● Goal
Write out the material below word for word, leaving out the images.

● Data to process
···
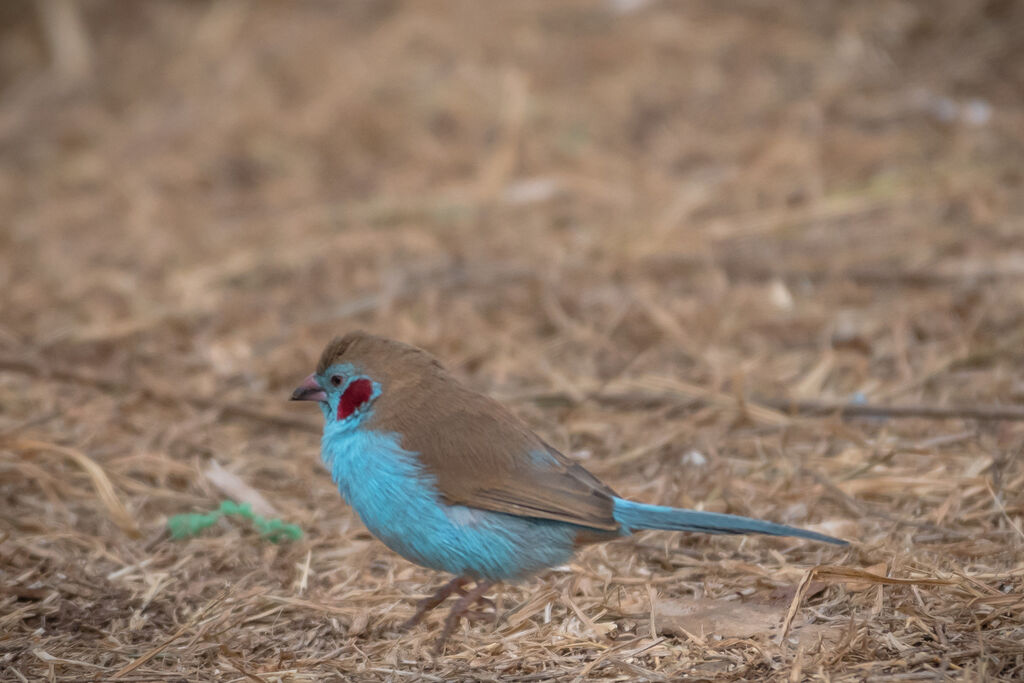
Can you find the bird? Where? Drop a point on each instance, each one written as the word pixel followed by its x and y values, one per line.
pixel 452 480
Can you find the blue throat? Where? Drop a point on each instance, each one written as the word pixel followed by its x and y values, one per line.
pixel 400 505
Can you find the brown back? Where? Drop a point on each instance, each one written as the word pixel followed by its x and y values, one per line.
pixel 481 455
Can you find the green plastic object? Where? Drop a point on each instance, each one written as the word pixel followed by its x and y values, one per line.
pixel 192 523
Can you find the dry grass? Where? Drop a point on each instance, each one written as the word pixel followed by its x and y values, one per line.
pixel 650 232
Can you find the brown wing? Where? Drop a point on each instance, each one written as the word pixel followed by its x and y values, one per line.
pixel 484 457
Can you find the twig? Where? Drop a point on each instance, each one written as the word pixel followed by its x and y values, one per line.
pixel 815 408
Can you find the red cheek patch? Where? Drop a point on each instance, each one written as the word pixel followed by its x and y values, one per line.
pixel 357 393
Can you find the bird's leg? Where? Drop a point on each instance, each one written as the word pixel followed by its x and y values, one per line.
pixel 426 604
pixel 462 608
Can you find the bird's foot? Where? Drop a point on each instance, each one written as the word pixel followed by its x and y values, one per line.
pixel 426 604
pixel 462 608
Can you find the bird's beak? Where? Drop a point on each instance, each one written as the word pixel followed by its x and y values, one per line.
pixel 309 390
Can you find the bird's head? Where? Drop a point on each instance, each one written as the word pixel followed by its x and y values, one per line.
pixel 358 371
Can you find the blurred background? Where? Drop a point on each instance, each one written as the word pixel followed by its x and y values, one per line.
pixel 648 226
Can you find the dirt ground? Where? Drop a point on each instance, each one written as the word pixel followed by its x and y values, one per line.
pixel 676 238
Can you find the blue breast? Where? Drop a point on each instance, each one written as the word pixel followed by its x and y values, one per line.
pixel 400 505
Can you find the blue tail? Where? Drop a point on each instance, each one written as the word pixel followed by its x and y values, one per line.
pixel 636 516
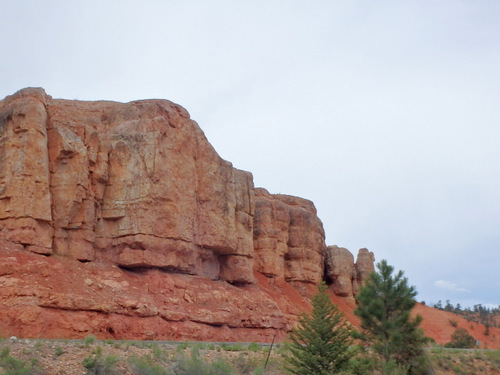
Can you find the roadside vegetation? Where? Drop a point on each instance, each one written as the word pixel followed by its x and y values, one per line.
pixel 390 342
pixel 46 357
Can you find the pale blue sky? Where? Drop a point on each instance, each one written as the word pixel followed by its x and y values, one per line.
pixel 384 113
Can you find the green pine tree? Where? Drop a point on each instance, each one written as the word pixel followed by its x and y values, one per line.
pixel 385 302
pixel 320 343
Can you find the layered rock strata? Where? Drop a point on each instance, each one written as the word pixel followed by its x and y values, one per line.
pixel 120 219
pixel 135 183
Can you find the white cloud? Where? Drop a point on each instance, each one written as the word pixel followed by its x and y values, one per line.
pixel 448 285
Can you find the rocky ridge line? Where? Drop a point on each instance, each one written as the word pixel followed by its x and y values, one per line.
pixel 110 211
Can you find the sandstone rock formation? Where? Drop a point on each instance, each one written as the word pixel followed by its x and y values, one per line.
pixel 135 183
pixel 345 275
pixel 289 239
pixel 120 219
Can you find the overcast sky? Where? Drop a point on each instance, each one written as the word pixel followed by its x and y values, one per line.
pixel 385 114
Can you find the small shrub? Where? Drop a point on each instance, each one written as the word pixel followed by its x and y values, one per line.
pixel 14 366
pixel 89 340
pixel 59 351
pixel 196 366
pixel 146 366
pixel 97 364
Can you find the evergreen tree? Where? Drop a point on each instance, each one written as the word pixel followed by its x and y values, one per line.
pixel 320 343
pixel 384 305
···
● Completed task
Can you find the bird? Where? Drop a point on each instance, each one written as the word pixel followed by its x and y values, one per line.
pixel 452 480
Can you find the blue throat? Where? Drop a point on each instance, each one written as the word pixel followed by its x and y values, one per line.
pixel 400 505
Can you find the brown back? Where? Drop a point on each instance, each one written as the word pixel followed by its x and y values, one per line.
pixel 481 455
Can you find the green plastic object? Where? Drop a point on each instance, each one written as the word pixel followed by its x and y values, one per line.
pixel 192 523
Can you find the dry grass? Where? Drop a point on each instance, each one written as the word pixel followed by its x and y values, one per line.
pixel 650 232
Can you find the brown wing? Where? Drop a point on each instance, each one written as the word pixel followed by its x and y values, one per line.
pixel 484 457
Can you find the twig? Where? Drop a point on each instance, each one written as the word pixel followed by its x and y values, one per line.
pixel 815 408
Can you find the red cheek patch? Where? Drop a point on each instance, each one written as the word pixel followed by its x and y values, one per line.
pixel 357 393
Can you find the bird's leg? Where? Drop a point on each instance, each one written as the word pixel followed by its x and y values, one per line.
pixel 426 604
pixel 462 608
Can you find the bird's foot? Where? Drop a point on each instance, each one written as the word pixel followed by its x and y values, one per line.
pixel 426 604
pixel 462 608
Can you find the bird's beak? Where? Drop a point on each instance, each one written as the word pixel followed by its x and y values, one per line.
pixel 309 390
Can you find the bird's head? Where? Drop a point on each instance, each one written as the word pixel followed by its x and y values, one per line.
pixel 358 371
Can you find the blurred background? Where? Drop a point on each instance, each one written as the word pixel followed by its x and y values, one per line.
pixel 648 226
Can you find the dirt ground? Where? Drop a point on each instance, each one written as the word pixel followed by its x and y values, one per line.
pixel 676 238
Can you find the blue breast? Where? Drop a point on each instance, each one written as the word pixel followed by its x and y values, one per line.
pixel 400 505
Can you find the blue tail? Where? Drop a point on each instance, each one written as the word pixel followed by its x and y values, one per line.
pixel 636 516
Can you find the roadside vegetation? Where? Drop a point on each instance, each one written as the word pixel followed by its x and y values, one per line.
pixel 390 342
pixel 46 357
Can you find the pale blue sky? Where? Drop a point on each instance, each one written as the word pixel followed by its x and y values, one per line.
pixel 384 113
Can you find the green pine tree? Where? Drop a point on each instance, each one written as the word pixel followed by its x and y values, one per line.
pixel 385 302
pixel 320 343
Can you find the layered rock strata? Where? Drop a point on each instance, each one written as the word pixel followed by its x and y values, one per line.
pixel 120 219
pixel 135 183
Can you find the white cloud? Where? Drop a point on each instance, each one written as the word pixel followed by its x and y values, one per line.
pixel 448 285
Can you find the rocky ridge line? Where? Drop a point on each instance, each one written as the word pixel followed by its x and y values, one per line.
pixel 110 211
Can you find the sandstone rock formation? Where? Drop a point on each instance, each one written as the word pixel followed by its x and y values, one per line.
pixel 135 183
pixel 345 275
pixel 289 239
pixel 120 219
Can you find the overcast sky? Where? Drop a point on each instance, each one written as the word pixel followed by its x and y values, one per line.
pixel 385 114
Can you find the small shrub? Where? Drop a point on each instance, each one written as the word pixel followed by its x and y values, one per line.
pixel 14 366
pixel 89 340
pixel 59 351
pixel 196 366
pixel 146 366
pixel 97 364
Can you find the evergreen tree? Where? Drop a point on each instance, each one written as the word pixel followed by its x and y values, one per line.
pixel 320 343
pixel 384 305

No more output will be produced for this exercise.